Starting with the line that contains "Indicate the work", write out each line through the end of the listing, unchanged. Output nothing else.

(Stored items)
----

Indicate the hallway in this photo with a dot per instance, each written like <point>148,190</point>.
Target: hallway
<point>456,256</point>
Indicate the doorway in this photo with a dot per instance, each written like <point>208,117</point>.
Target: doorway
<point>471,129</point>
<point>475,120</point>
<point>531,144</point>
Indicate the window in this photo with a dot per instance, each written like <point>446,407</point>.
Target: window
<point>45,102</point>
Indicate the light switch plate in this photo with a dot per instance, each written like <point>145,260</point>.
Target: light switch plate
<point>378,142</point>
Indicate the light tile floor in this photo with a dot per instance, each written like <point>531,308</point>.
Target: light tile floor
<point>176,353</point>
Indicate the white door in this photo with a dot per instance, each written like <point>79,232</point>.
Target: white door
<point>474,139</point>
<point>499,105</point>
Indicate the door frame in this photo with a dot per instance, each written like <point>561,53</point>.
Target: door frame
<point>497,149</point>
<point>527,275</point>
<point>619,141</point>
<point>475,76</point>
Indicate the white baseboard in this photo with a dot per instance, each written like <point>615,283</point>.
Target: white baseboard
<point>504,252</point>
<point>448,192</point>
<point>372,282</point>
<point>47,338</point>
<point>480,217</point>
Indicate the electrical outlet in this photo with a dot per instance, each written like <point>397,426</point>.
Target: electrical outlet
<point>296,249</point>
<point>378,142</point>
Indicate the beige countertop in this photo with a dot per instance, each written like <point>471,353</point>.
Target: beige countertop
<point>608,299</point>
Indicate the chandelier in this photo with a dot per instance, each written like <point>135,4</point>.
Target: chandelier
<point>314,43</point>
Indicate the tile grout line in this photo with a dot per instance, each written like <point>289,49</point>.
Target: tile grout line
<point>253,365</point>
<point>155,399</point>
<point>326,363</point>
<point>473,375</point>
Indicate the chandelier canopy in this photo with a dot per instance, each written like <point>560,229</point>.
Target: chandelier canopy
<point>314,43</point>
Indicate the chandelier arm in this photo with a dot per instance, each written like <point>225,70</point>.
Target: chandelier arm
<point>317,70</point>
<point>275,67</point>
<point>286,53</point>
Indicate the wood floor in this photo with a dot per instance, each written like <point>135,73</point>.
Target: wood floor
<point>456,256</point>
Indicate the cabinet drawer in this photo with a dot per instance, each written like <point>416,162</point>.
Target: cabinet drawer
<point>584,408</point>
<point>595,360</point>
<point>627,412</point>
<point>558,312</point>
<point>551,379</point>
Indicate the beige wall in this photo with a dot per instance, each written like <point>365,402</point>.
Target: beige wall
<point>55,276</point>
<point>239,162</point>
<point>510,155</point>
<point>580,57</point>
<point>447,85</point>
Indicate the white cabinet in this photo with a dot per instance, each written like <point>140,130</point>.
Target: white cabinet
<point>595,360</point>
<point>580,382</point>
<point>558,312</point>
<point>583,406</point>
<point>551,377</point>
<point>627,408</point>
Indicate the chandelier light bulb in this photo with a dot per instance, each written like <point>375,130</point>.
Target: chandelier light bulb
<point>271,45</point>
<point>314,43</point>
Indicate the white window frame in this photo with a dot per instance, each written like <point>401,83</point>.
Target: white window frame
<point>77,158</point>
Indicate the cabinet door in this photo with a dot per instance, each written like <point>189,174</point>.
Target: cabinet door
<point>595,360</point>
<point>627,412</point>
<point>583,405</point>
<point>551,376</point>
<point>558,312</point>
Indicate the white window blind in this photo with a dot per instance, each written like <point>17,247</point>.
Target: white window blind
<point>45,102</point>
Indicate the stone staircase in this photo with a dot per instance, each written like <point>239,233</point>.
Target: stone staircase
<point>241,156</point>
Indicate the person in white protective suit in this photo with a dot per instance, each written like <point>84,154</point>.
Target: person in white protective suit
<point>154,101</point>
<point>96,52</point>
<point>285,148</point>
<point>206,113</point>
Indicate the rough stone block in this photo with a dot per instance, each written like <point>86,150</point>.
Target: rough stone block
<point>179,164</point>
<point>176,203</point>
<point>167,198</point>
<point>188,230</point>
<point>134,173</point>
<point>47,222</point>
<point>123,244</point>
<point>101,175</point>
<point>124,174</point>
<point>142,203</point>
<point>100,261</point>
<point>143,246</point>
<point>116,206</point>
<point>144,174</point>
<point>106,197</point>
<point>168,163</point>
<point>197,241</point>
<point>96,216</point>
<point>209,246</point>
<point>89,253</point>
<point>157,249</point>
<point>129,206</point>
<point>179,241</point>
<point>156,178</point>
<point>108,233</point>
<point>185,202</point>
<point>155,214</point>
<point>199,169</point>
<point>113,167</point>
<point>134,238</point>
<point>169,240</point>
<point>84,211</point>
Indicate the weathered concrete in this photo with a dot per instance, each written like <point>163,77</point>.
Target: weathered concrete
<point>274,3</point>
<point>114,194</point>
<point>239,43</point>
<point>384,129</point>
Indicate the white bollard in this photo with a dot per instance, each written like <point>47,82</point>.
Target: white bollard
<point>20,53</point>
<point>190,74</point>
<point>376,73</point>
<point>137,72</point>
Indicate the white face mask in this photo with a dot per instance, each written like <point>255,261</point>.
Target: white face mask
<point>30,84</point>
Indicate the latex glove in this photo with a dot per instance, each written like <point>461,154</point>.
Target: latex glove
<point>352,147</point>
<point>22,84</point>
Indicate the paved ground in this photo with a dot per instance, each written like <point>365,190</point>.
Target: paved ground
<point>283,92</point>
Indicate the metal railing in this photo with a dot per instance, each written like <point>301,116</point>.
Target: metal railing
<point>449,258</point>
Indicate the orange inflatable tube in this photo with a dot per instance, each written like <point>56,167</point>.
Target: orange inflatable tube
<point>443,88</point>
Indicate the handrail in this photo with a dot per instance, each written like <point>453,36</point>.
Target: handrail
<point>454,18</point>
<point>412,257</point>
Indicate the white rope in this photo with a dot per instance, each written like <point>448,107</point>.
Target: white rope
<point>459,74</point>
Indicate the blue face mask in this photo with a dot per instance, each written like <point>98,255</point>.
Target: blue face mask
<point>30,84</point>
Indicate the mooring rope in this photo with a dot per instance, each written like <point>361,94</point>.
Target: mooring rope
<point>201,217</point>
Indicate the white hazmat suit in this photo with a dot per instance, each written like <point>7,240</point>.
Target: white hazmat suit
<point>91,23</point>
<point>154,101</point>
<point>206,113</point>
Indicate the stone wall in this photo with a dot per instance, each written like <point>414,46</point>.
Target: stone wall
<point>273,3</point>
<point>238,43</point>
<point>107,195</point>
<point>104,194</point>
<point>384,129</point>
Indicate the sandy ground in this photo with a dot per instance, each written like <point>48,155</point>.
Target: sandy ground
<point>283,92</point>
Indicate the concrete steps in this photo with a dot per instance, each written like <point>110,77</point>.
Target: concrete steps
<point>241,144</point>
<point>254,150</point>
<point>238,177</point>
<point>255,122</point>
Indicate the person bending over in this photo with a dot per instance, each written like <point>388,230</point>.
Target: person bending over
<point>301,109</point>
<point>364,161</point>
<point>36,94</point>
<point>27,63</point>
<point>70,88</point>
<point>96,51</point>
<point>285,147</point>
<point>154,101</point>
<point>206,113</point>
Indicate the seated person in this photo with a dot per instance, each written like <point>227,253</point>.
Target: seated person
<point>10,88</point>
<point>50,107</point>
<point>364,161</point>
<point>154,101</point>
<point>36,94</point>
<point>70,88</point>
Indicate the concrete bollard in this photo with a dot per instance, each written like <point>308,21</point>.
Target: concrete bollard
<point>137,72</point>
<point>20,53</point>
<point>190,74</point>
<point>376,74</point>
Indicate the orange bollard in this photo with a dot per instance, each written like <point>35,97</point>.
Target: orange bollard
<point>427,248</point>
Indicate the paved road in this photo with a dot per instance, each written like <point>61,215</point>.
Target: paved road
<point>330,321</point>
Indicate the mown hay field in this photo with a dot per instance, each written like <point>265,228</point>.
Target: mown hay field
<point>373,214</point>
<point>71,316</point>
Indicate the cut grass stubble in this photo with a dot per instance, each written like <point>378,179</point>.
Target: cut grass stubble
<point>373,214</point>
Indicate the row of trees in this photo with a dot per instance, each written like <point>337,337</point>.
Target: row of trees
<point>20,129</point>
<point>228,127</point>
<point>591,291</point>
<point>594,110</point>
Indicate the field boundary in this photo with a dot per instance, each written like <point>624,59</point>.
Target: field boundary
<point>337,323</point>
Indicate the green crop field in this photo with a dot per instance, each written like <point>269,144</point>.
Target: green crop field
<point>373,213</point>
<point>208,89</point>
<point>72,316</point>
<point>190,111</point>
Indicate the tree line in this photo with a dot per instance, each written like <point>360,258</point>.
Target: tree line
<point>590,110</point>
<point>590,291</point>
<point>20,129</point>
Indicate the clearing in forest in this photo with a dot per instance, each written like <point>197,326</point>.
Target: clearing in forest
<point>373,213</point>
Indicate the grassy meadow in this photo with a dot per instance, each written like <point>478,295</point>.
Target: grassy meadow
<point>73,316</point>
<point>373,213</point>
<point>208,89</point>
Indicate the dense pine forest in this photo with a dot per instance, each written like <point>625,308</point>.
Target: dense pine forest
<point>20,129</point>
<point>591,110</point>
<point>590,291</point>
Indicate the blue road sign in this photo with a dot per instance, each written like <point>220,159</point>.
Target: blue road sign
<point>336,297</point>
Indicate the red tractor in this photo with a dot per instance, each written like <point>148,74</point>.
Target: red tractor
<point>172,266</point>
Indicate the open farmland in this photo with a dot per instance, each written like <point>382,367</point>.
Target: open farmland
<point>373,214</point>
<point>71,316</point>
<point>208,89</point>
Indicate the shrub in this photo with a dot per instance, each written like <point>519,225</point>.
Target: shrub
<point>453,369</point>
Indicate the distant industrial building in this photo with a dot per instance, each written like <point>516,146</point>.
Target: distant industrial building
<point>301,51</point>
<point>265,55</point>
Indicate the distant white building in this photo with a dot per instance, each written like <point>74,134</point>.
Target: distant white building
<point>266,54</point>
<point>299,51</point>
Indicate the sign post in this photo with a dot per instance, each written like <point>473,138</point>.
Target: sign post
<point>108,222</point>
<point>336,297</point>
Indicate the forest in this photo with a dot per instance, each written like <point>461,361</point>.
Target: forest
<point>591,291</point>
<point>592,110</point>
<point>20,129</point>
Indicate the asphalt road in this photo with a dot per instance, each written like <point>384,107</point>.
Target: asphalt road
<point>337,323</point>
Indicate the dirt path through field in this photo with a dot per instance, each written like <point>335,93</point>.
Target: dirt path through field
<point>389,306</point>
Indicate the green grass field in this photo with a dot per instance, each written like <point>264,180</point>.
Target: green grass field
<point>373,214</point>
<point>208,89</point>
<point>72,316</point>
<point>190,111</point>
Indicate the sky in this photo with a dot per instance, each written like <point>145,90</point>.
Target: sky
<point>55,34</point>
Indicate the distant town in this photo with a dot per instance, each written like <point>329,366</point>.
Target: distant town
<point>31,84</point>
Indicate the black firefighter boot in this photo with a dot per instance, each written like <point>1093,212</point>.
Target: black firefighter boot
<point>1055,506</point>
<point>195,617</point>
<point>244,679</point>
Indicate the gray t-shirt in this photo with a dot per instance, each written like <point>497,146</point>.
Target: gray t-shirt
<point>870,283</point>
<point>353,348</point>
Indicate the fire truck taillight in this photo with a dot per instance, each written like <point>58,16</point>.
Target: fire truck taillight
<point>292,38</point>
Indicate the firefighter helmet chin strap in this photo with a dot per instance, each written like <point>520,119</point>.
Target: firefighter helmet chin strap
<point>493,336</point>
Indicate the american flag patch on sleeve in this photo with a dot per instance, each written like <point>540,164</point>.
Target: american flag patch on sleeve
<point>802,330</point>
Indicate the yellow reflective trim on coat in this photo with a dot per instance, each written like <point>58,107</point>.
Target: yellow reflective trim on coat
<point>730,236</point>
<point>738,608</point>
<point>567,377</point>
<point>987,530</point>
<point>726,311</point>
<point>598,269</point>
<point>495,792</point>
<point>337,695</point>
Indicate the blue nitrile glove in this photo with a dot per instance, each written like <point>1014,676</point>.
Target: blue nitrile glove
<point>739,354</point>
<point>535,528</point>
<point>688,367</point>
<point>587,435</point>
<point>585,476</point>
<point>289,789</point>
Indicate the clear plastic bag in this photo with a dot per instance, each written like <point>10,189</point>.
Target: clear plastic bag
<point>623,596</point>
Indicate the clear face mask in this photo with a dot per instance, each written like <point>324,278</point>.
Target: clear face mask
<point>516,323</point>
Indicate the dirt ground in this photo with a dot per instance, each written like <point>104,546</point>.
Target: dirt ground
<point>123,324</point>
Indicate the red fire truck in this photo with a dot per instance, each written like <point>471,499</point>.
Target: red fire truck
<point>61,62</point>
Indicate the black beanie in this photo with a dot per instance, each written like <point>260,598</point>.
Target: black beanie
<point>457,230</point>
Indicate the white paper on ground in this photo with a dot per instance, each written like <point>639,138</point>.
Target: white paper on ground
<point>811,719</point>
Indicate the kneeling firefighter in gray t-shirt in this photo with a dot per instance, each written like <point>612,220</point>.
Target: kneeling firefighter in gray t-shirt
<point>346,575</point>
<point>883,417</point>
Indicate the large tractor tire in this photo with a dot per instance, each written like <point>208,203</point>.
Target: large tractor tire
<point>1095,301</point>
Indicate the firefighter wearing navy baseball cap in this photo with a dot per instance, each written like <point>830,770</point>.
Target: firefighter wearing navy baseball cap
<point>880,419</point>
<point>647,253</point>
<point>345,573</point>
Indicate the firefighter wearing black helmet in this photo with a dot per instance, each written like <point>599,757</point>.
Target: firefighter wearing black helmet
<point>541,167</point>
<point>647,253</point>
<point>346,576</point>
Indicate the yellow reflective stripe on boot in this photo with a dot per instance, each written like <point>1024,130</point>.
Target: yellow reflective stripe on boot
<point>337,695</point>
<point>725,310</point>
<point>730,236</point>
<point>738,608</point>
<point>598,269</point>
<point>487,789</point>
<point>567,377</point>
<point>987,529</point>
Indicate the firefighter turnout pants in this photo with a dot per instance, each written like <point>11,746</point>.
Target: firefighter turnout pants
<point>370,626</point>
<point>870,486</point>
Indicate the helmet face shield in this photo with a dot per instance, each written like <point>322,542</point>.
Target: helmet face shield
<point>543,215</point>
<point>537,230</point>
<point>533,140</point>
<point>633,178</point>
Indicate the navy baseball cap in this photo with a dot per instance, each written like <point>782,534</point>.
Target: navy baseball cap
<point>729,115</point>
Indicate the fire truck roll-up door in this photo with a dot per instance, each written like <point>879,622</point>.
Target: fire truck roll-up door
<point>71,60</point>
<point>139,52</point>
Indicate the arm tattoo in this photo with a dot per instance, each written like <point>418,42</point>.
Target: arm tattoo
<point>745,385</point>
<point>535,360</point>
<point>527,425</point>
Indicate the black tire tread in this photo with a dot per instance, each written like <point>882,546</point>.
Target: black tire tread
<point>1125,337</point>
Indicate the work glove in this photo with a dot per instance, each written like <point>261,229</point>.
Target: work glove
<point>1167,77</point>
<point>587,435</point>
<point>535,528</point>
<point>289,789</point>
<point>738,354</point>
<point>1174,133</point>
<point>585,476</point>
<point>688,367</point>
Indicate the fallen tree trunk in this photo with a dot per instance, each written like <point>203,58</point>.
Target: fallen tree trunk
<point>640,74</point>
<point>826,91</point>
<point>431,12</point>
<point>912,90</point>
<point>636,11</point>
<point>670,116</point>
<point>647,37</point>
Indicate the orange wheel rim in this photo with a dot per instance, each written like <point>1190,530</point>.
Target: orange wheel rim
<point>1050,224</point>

----

■ Complete response:
Indicate the work glove in this photo with a dot per instance, each written like <point>261,229</point>.
Target: work glove
<point>1167,77</point>
<point>587,435</point>
<point>535,528</point>
<point>289,789</point>
<point>738,354</point>
<point>1174,133</point>
<point>585,476</point>
<point>688,367</point>
Indicate the fallen tree trunk in this photo with a dot per instance, each written like <point>203,58</point>.
Target: fallen tree trunk
<point>640,74</point>
<point>826,91</point>
<point>431,12</point>
<point>912,90</point>
<point>636,11</point>
<point>670,116</point>
<point>647,37</point>
Indicate the orange wheel rim in this photo with a dot per instance, each written like <point>1190,530</point>.
Target: orange wheel rim
<point>1050,224</point>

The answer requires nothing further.